> PROBLEM TO WORK ON: Turn the rows, from the start through the line containing "positive clicks: (131, 44)", into a Markdown table with the columns Number and Line. Leave out any blank lines.

> Collected data:
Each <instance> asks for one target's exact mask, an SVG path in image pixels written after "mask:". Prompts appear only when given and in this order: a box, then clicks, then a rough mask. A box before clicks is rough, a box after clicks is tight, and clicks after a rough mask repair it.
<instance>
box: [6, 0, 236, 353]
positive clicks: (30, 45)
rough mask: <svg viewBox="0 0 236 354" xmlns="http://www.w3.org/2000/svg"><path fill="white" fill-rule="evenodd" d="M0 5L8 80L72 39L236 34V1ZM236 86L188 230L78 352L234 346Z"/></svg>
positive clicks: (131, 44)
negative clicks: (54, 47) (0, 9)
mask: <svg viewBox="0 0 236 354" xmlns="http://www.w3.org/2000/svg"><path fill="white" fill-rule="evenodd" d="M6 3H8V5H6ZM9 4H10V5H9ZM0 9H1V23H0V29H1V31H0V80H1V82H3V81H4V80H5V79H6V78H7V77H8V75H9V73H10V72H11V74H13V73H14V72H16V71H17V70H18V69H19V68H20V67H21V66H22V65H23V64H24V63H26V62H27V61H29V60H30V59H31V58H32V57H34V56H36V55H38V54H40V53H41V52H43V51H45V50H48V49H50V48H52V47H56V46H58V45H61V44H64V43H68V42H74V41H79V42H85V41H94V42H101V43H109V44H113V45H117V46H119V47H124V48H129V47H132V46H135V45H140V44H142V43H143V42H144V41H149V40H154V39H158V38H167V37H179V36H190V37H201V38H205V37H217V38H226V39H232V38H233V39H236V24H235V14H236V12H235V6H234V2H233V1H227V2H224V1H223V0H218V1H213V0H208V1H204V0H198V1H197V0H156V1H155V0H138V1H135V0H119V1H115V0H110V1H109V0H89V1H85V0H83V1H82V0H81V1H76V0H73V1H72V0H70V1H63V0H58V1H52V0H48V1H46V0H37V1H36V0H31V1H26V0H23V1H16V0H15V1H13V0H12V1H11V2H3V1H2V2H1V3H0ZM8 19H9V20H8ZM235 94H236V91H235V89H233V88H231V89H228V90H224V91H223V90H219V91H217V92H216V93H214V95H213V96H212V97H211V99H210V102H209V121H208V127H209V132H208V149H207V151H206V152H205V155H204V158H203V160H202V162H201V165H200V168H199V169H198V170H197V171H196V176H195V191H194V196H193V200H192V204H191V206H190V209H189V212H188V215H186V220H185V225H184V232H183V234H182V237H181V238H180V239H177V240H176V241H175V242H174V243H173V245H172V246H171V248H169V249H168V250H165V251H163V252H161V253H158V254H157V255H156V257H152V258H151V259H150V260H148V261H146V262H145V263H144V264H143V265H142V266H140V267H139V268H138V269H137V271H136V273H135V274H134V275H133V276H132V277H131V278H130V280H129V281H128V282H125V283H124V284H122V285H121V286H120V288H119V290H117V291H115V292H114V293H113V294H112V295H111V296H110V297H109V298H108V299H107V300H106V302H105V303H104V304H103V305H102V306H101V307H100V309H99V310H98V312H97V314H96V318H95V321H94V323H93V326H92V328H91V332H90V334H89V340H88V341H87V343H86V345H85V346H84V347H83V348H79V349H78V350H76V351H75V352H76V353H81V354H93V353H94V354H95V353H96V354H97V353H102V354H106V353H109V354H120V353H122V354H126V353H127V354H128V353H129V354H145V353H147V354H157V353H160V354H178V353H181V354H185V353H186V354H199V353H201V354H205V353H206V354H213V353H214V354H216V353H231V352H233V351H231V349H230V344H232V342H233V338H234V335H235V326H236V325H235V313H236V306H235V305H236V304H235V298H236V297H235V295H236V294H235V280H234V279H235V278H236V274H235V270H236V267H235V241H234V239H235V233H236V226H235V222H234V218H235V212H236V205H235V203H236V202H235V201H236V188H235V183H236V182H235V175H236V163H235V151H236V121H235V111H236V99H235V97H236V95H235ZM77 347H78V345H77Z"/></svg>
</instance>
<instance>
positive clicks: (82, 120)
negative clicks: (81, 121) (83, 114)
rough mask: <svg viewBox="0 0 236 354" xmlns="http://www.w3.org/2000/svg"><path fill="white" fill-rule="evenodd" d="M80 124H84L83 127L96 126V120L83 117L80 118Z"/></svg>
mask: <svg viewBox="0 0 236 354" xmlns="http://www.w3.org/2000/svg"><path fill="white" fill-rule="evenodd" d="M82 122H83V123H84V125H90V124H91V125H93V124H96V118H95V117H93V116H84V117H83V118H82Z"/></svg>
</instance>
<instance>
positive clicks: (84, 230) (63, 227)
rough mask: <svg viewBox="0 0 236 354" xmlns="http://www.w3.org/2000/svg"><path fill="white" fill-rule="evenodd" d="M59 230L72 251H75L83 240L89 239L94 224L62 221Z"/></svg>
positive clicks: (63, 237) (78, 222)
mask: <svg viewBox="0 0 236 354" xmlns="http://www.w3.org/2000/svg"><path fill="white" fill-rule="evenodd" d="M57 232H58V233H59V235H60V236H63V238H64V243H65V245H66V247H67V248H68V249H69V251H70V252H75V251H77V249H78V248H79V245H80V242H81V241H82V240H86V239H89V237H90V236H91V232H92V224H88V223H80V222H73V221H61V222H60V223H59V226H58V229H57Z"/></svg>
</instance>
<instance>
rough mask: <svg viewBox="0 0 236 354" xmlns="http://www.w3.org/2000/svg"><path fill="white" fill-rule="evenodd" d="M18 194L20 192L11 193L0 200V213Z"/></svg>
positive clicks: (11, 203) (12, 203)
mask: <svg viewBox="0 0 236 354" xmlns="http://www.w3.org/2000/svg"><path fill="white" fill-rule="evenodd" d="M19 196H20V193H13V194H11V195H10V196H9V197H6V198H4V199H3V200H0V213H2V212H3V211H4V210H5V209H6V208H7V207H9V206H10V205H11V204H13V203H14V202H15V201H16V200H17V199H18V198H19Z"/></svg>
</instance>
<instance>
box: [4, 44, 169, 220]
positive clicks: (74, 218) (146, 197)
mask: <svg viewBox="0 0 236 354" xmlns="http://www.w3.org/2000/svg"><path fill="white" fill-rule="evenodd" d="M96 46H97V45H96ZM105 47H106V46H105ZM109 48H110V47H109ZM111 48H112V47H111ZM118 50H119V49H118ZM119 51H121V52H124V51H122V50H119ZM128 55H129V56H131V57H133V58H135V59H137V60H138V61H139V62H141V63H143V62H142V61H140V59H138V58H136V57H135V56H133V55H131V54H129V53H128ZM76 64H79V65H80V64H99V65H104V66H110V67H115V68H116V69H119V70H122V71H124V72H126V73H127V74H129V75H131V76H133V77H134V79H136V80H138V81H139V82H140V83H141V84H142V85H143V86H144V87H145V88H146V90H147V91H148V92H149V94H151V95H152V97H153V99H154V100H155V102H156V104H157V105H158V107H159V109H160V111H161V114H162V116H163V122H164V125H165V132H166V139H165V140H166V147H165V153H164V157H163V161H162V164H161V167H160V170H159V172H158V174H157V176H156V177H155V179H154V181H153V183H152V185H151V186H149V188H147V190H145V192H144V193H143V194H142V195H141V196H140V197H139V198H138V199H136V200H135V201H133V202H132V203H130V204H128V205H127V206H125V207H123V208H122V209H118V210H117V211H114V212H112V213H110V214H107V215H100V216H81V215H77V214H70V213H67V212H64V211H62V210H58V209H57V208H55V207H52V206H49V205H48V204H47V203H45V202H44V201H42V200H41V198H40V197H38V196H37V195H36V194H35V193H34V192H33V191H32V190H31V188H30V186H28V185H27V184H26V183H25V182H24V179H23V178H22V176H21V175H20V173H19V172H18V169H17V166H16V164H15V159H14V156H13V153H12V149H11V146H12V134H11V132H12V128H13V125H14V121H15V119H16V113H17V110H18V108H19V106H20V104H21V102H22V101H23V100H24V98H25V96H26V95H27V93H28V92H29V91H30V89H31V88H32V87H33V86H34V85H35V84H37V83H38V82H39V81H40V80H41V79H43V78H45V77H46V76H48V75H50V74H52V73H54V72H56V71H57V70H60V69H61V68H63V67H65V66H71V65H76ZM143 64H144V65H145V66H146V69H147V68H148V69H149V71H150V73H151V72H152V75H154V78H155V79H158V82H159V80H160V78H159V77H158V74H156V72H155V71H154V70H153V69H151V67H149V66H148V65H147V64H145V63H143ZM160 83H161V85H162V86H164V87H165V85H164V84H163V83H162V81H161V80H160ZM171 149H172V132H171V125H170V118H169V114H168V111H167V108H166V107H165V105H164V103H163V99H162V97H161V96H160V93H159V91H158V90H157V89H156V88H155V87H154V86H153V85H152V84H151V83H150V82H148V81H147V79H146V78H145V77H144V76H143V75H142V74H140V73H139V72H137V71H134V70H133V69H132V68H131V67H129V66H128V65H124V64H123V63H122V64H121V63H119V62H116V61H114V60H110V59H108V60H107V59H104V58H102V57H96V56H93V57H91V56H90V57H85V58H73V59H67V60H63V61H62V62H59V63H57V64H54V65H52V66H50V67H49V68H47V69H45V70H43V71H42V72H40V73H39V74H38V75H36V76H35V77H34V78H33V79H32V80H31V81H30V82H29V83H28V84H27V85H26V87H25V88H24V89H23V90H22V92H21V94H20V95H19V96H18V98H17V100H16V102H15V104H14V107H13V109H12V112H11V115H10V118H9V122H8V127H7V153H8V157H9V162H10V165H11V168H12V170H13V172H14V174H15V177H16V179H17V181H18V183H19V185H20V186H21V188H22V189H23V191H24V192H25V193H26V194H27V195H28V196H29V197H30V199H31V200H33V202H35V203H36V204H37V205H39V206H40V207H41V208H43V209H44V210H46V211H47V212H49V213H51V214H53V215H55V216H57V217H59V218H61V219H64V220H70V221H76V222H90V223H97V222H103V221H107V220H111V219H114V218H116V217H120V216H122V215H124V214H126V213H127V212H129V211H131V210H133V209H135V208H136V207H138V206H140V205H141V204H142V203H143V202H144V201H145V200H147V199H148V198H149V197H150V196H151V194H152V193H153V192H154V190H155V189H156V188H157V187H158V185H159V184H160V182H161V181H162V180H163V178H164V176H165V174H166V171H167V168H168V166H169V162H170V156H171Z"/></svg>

> EXERCISE OUTPUT:
| Number | Line |
|---|---|
| 1 | Each <instance> asks for one target's exact mask, an SVG path in image pixels written after "mask:". Prompts appear only when given and in this order: a box, then clicks, then a rough mask. A box before clicks is rough, a box after clicks is tight, and clicks after a rough mask repair it. |
| 2 | <instance> |
| 3 | box: [6, 0, 236, 353] |
| 4 | positive clicks: (30, 45) |
| 5 | rough mask: <svg viewBox="0 0 236 354" xmlns="http://www.w3.org/2000/svg"><path fill="white" fill-rule="evenodd" d="M0 5L8 80L72 39L236 34V1ZM236 86L188 230L78 352L234 346Z"/></svg> |
| 6 | positive clicks: (131, 44) |